-- What the task requires --
Transcribe all data verbatim. Skip the pictures.

Materials provided START

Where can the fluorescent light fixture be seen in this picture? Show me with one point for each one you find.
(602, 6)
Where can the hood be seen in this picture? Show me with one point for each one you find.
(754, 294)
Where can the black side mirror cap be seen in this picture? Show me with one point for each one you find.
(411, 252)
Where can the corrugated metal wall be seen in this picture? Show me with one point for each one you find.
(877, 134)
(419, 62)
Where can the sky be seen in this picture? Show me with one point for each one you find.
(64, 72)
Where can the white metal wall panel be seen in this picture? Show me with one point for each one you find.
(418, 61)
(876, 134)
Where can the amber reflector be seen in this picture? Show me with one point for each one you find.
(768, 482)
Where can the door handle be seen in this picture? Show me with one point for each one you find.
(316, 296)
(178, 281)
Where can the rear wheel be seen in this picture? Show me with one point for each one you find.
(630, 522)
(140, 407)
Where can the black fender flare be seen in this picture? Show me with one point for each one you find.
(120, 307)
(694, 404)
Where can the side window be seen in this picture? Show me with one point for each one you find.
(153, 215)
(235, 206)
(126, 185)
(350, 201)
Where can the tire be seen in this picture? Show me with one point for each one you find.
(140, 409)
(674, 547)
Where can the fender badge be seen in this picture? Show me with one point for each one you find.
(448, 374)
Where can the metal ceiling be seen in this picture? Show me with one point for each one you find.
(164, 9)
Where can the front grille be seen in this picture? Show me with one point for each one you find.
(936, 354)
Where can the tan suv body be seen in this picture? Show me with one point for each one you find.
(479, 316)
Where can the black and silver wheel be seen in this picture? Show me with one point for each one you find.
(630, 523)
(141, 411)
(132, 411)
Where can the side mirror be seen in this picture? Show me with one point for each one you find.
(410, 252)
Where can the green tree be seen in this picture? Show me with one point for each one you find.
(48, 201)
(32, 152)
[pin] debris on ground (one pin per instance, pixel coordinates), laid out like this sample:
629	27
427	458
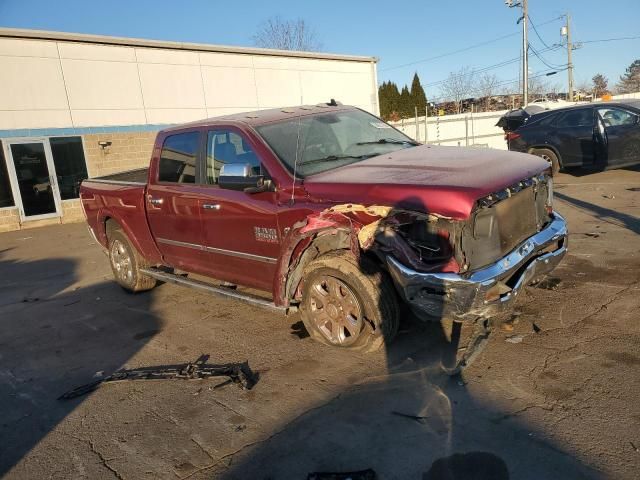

Materials provided END

-- Answer space --
Where can the fluorescent light fixture be seen in this picture? Show me with one point for each one you find.
(602, 6)
Where can the hood be seen in this picture? Show me with one point for each one you find.
(754, 294)
Where can the black side mirror cap be seen in this picture? Show me with one point for each one you find.
(411, 252)
Where can the corrugated metal wall be seen in this picture? Show me with one point for each one you find.
(877, 134)
(419, 62)
Where can the sky be seen in this picture? Show me with one point for each one you find.
(64, 72)
Where can the white metal wall panel be seen in this picture? Show me with one point for each one you find.
(418, 61)
(876, 134)
Where can the amber reflector be seen in this picture? Show me with one point for each one you find.
(768, 482)
Where can the door handle be seen in this picture? Show me with one point for each one you find.
(316, 296)
(178, 281)
Where can the rear wheel be seen in this picture? Show me with one point for each one you find.
(630, 522)
(140, 407)
Where can the black fender flare be seen in this picture? Show me with one point for each one you find.
(120, 307)
(694, 404)
Where can the side window be seen in this picture? Show me with one point for each one you find.
(153, 215)
(235, 206)
(126, 185)
(350, 201)
Where can the tire be seen in this picture? Show me with one point for each one you find.
(140, 409)
(674, 547)
Where can the fender badge be seen in this picture? Show me with one point for each one you find.
(448, 374)
Where can the metal ceiling be seen in this picture? Show me with one point for each one you find.
(164, 9)
Where can the front grille be seen in this picture? Show me with one point for each one you find.
(936, 354)
Where can the tan suv body be seen in this picture? Show me with one point for each one you find.
(479, 316)
Where can the black and silver wheel be seen in this picture? Show me with one point for each one you find.
(630, 523)
(141, 411)
(132, 411)
Where can the side mirror be seen in this picture? Show me with one point for each one you find.
(410, 252)
Where can the green tree be seen in this picture? Show me with one point for each one you find.
(48, 201)
(32, 152)
[pin] debris on ground (one pin per instance, pixel coordinates), laid out like this sample:
629	27
427	458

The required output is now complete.